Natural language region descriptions
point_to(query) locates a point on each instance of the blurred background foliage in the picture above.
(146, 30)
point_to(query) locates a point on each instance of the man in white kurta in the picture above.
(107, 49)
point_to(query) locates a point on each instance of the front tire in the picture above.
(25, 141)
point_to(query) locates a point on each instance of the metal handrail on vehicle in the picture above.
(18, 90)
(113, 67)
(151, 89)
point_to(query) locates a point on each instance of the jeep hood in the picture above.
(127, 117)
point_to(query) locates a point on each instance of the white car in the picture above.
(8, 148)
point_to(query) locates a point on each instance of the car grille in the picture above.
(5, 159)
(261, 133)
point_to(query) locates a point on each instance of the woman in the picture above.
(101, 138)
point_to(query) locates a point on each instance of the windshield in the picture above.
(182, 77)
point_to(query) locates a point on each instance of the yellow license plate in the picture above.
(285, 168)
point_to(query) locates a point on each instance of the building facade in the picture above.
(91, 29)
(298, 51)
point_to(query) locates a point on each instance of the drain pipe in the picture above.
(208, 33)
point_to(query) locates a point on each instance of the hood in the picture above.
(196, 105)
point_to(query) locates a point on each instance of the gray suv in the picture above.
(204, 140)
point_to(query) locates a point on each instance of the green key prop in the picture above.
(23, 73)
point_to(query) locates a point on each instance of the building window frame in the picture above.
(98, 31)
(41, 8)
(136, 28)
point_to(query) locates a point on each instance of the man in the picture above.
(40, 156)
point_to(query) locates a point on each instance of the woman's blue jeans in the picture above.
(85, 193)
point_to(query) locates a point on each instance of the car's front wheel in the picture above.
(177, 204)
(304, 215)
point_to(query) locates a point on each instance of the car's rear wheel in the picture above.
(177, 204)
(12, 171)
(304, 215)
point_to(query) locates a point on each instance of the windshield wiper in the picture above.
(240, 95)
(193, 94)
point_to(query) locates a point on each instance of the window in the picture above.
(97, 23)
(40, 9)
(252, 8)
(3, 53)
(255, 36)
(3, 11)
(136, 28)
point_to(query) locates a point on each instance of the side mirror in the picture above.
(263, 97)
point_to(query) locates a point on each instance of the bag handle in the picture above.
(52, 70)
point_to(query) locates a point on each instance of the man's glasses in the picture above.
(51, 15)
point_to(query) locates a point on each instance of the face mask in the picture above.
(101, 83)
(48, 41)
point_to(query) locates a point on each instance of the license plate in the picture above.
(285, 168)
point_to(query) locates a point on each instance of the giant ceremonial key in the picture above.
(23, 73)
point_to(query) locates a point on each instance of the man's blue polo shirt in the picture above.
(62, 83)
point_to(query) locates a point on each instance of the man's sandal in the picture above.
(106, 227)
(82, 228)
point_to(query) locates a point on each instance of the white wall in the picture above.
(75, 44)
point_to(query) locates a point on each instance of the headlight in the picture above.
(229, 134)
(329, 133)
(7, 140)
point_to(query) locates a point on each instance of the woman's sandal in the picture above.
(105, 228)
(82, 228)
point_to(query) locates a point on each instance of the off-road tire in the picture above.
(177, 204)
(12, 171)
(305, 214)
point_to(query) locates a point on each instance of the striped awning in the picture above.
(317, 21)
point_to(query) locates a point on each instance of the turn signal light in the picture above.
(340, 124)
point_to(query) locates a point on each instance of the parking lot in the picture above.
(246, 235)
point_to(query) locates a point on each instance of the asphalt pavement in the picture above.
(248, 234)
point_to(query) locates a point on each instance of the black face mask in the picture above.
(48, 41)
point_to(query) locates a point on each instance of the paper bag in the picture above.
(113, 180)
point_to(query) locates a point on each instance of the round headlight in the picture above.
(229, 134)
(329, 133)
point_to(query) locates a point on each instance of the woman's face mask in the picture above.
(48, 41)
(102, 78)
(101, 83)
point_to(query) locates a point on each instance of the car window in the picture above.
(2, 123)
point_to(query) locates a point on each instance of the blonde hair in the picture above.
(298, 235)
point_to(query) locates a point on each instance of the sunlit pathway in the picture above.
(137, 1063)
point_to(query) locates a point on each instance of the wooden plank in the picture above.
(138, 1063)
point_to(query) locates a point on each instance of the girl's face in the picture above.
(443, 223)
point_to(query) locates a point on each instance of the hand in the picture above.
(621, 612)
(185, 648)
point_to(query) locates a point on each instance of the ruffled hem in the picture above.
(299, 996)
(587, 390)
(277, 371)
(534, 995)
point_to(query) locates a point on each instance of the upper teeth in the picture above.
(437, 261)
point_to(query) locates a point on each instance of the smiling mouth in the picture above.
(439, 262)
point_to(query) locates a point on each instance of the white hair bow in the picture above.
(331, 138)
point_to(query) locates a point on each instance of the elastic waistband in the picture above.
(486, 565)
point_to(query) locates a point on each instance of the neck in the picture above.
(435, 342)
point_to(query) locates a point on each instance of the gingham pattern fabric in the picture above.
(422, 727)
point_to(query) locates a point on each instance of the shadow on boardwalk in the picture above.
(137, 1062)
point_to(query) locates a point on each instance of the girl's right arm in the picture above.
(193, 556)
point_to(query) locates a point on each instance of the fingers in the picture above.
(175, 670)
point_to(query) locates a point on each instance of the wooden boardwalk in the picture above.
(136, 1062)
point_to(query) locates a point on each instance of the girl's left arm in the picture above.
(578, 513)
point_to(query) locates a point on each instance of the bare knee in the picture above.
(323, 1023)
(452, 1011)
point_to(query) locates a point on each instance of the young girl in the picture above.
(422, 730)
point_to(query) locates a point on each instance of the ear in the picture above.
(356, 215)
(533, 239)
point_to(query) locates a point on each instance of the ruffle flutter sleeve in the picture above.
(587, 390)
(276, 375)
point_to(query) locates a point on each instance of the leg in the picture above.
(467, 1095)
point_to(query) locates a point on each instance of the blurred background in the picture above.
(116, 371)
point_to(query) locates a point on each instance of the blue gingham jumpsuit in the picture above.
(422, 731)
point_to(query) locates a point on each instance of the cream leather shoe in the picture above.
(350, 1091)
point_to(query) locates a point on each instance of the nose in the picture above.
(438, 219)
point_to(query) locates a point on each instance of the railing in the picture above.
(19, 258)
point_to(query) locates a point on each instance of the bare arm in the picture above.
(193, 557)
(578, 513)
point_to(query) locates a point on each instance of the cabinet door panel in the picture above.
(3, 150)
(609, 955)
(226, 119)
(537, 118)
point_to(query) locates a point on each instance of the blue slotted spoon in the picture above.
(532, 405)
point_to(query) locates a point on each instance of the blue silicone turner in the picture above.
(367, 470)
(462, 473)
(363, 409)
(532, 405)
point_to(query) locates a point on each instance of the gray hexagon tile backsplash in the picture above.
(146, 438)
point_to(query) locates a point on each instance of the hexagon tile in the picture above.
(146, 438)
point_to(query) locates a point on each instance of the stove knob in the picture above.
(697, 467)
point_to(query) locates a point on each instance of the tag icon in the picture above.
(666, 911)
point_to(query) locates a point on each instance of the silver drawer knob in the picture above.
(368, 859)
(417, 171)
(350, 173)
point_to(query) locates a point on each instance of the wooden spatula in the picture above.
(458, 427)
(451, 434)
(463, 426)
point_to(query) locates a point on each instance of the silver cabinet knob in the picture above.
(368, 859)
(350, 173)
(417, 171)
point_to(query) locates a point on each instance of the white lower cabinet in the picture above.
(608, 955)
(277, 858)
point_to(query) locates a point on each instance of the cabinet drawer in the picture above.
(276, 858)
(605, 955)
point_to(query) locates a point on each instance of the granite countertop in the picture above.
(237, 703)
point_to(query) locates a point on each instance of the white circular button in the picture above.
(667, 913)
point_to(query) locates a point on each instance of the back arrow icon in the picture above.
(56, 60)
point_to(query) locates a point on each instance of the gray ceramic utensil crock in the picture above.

What you should do: In full and without changes, copy the entries above.

Answer for this exercise:
point_to(query) locates a point on each instance of the blurred background foliage in the picture above.
(146, 30)
point_to(query) locates a point on each instance of the man in white kurta in the picture above.
(107, 49)
point_to(query) locates a point on each instance of the front tire in the picture above.
(25, 141)
point_to(query) locates a point on each instance of the metal handrail on vehicle in the picture above.
(18, 90)
(113, 67)
(151, 89)
point_to(query) locates a point on each instance of the jeep hood in the picture above.
(127, 117)
point_to(query) locates a point on each instance of the white car in the picture above.
(8, 148)
point_to(query) locates a point on each instance of the car grille in the picture above.
(5, 159)
(261, 133)
point_to(query) locates a point on each instance of the woman in the picture above.
(101, 138)
point_to(query) locates a point on each instance of the windshield in the picture above.
(182, 77)
point_to(query) locates a point on each instance of the yellow license plate in the picture above.
(285, 168)
point_to(query) locates a point on each instance of the building facade in the picture above.
(91, 29)
(298, 51)
point_to(query) locates a point on each instance of the drain pipe in the picture above.
(208, 33)
point_to(query) locates a point on each instance of the hood in the picture above.
(196, 105)
point_to(query) locates a point on each instance of the gray suv in the picture above.
(204, 140)
point_to(query) locates a point on each instance of the green key prop in the picture above.
(23, 73)
point_to(query) locates a point on each instance of the building window frame in the picture above.
(98, 31)
(41, 8)
(136, 28)
point_to(query) locates a point on each instance of the man in the picture above.
(40, 156)
point_to(query) locates a point on each instance of the woman's blue jeans in the picture above.
(85, 193)
point_to(query) locates a point on each instance of the car's front wheel in the picture above.
(177, 204)
(304, 215)
point_to(query) locates a point on each instance of the car's rear wheel in the picture above.
(177, 204)
(12, 171)
(304, 215)
point_to(query) locates a point on each instance of the windshield wiper in the picture above.
(240, 95)
(193, 94)
point_to(query) locates a point on each instance of the window in the picture above.
(97, 23)
(40, 9)
(252, 8)
(3, 53)
(255, 36)
(3, 11)
(136, 28)
point_to(query) locates a point on each instance of the side mirror in the picture above.
(263, 97)
point_to(query) locates a point on each instance of the bag handle in the picture above.
(52, 70)
point_to(query) locates a point on each instance of the man's glasses in the picture above.
(51, 15)
point_to(query) locates a point on each instance of the face mask in the picture above.
(101, 83)
(48, 41)
point_to(query) locates a point on each instance of the license plate in the picture above.
(285, 168)
point_to(query) locates a point on each instance of the giant ceremonial key in the picture above.
(23, 73)
point_to(query) locates a point on each instance of the man's blue polo shirt in the picture above.
(62, 83)
point_to(query) locates a point on each instance of the man's sandal in the picture above.
(106, 227)
(82, 228)
point_to(query) locates a point on each instance of the white wall in the picture above.
(75, 44)
point_to(query) locates a point on each instance of the headlight in the picture above.
(229, 134)
(329, 133)
(7, 140)
point_to(query) locates a point on each instance of the woman's sandal in the picture above.
(105, 228)
(82, 228)
point_to(query) locates a point on each instance of the off-road tire in the picture above.
(177, 204)
(12, 171)
(305, 214)
point_to(query) locates a point on each instance of the striped awning in the picture above.
(317, 21)
point_to(query) locates a point on each instance of the turn signal light in the picture above.
(340, 124)
point_to(query) locates a point on each instance of the parking lot in the picture above.
(246, 235)
point_to(query) locates a point on each instance of the asphalt pavement in the picture above.
(248, 234)
point_to(query) locates a point on each instance of the black face mask in the picture above.
(48, 41)
point_to(query) locates a point on each instance of the paper bag in the picture above.
(113, 180)
point_to(query) locates a point on each instance of the round headlight in the picture above.
(229, 134)
(329, 133)
point_to(query) locates a point on each instance of the woman's face mask in the picture above.
(48, 41)
(102, 78)
(101, 83)
point_to(query) locates a point on each instance of the car window in the picture above.
(2, 123)
point_to(query) locates a point on each instance of the blonde hair in the picture above.
(298, 235)
point_to(query) locates a point on each instance of the sunlit pathway in the picture above.
(137, 1063)
point_to(query) locates a point on each instance of the wooden plank in the picture above.
(138, 1063)
point_to(query) locates a point on each instance of the girl's face in the picture above.
(443, 223)
point_to(query) locates a point on each instance of the hand in the picture above.
(621, 612)
(185, 648)
point_to(query) locates a point on each instance of the ruffled hem in the picture above.
(299, 996)
(587, 390)
(277, 371)
(534, 995)
point_to(query) locates a point on each instance of the upper teeth in the picture above.
(437, 261)
point_to(query) locates a point on each instance of the smiling mouth in the picture above.
(439, 262)
point_to(query) locates a point on each instance of the white hair bow in the picture above.
(331, 138)
point_to(query) locates a point on each instance of the elastic waistband in the picture above.
(486, 565)
point_to(query) locates a point on each instance of the neck in the picture above.
(435, 342)
point_to(query) locates a point on each instance of the gingham pattern fabric in the picture above.
(422, 727)
point_to(query) locates a point on each instance of the shadow on boardwalk in the picture above.
(137, 1062)
point_to(query) locates a point on each instance of the girl's right arm in the picture above.
(193, 556)
point_to(query) locates a point on each instance of the fingers in the picture above.
(175, 670)
point_to(query) locates a point on each instance of the wooden boardwalk in the picture above.
(136, 1062)
point_to(query) locates a point on each instance of the girl's left arm in the picture above.
(578, 513)
point_to(query) locates a point on each instance of the bare knee in the picture above.
(323, 1023)
(452, 1011)
point_to(query) locates a point on each instance of the young girl in the picture above.
(422, 730)
point_to(query) locates a point on each instance of the ear in the picture above.
(356, 215)
(533, 239)
point_to(query) locates a point on each instance of the ruffle flutter sleeve in the picture above.
(587, 390)
(276, 375)
point_to(query) locates a point on each instance of the leg in the picture above.
(467, 1095)
point_to(query) locates a point on each instance of the blurred background in the picture above.
(116, 371)
point_to(query) locates a point on each instance of the blue gingham jumpsuit in the picture above.
(422, 731)
point_to(query) locates a point on each instance of the cream leather shoe in the picture above.
(350, 1091)
point_to(query) locates a point on each instance of the nose in the picture above.
(438, 219)
point_to(query) locates a point on each instance of the railing in the picture above.
(19, 258)
point_to(query) locates a point on each instance of the bare arm in the picture above.
(193, 557)
(578, 513)
point_to(query) locates a point on each instance of the cabinet door panel in the picture above.
(3, 150)
(609, 955)
(226, 119)
(537, 118)
point_to(query) locates a point on each instance of the blue slotted spoon in the picture above.
(532, 405)
point_to(query) locates a point on each instance of the blue silicone turner in the picture above.
(367, 470)
(462, 473)
(363, 409)
(532, 405)
point_to(query) locates a point on each instance of the gray hexagon tile backsplash in the picture above.
(146, 438)
point_to(query) locates a point on each instance of the hexagon tile in the picture above.
(146, 438)
point_to(query) locates a point on each instance of the stove knob in the picture above.
(697, 467)
point_to(query) locates a point on each instance of the tag icon in the picture above.
(666, 911)
point_to(query) locates a point on each instance of the silver drawer knob in the picture above.
(368, 859)
(417, 171)
(350, 173)
point_to(query) locates a point on each instance of the wooden spatula in the picture above.
(458, 427)
(451, 434)
(463, 426)
point_to(query) locates a point on each instance of the silver cabinet knob in the picture above.
(368, 859)
(350, 173)
(417, 171)
point_to(query) locates a point on each instance of the white lower cabinet in the picture above.
(608, 955)
(277, 858)
point_to(query) locates a point on each instance of the cabinet drawer in the picture above.
(276, 858)
(605, 955)
point_to(query) locates a point on each instance of the granite countertop in the picture above.
(237, 703)
point_to(query) locates a point on each instance of the white circular button in the picture above.
(667, 913)
point_to(query) locates a point on each instance of the back arrow icon in the picture above.
(56, 60)
point_to(query) locates a point on each instance of the gray ceramic utensil crock in the picture above.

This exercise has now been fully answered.